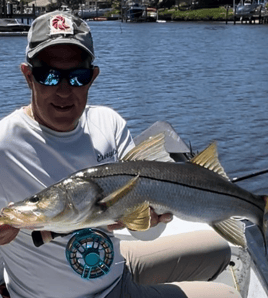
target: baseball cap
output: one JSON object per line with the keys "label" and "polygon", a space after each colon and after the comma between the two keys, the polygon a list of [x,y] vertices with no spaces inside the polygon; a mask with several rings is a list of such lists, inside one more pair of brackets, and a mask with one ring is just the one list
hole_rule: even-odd
{"label": "baseball cap", "polygon": [[77,45],[95,59],[90,28],[82,19],[63,11],[53,11],[36,18],[28,32],[26,58],[58,44]]}

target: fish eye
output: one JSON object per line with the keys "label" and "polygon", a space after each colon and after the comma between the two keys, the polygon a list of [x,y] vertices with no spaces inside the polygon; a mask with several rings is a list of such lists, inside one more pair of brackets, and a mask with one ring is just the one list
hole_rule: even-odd
{"label": "fish eye", "polygon": [[28,200],[29,203],[37,203],[39,202],[38,196],[34,196]]}

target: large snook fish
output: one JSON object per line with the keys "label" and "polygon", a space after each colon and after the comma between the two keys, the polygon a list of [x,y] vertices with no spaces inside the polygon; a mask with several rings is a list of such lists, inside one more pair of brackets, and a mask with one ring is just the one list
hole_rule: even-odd
{"label": "large snook fish", "polygon": [[265,233],[264,197],[229,181],[215,143],[185,163],[153,161],[167,160],[163,148],[164,134],[151,137],[121,162],[76,172],[3,208],[0,224],[68,233],[121,221],[129,229],[146,230],[151,206],[159,214],[170,212],[183,220],[208,223],[244,247],[244,229],[235,217],[250,220]]}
_ _ _ _ _ _ _
## Goal of the exercise:
Extract every line of the entries above without any change, but leave out the picture.

## Final result:
target: baseball cap
output: one JSON object per line with the keys "label" and "polygon", a space after each colon and after the comma between the two keys, the polygon a list of [x,y] vertices with no spaces inside the polygon; a mask with several rings is a list of such lists, inside one more pair of brackets, and a mask with one ring is just the one list
hole_rule: even-odd
{"label": "baseball cap", "polygon": [[77,45],[95,59],[90,28],[82,19],[63,11],[53,11],[36,18],[28,32],[26,58],[58,44]]}

target: fish eye
output: one JSON object per line with the keys "label" and "polygon", a space after each colon and after the comma between the two keys, the polygon a list of [x,y] vertices with no spaces inside the polygon; a mask with several rings is a list of such lists, inside one more pair of brackets, and a mask with one ring is just the one list
hole_rule: even-odd
{"label": "fish eye", "polygon": [[28,200],[29,203],[37,203],[39,202],[38,196],[34,196]]}

target: large snook fish
output: one JSON object per line with the keys "label" and "polygon", a space after each colon and after the comma between the two keys, the polygon a list of [x,y] vertices with no spaces inside the polygon; a mask with several rings is a list of such lists, inside one more pair of brackets, and a mask with one ring is just the one list
hole_rule: even-odd
{"label": "large snook fish", "polygon": [[265,233],[264,197],[229,181],[215,143],[185,163],[153,161],[167,160],[163,148],[164,134],[151,137],[121,162],[76,172],[3,208],[0,224],[68,233],[121,221],[129,229],[146,230],[151,206],[159,214],[170,212],[183,220],[208,223],[244,247],[244,229],[235,217],[250,220]]}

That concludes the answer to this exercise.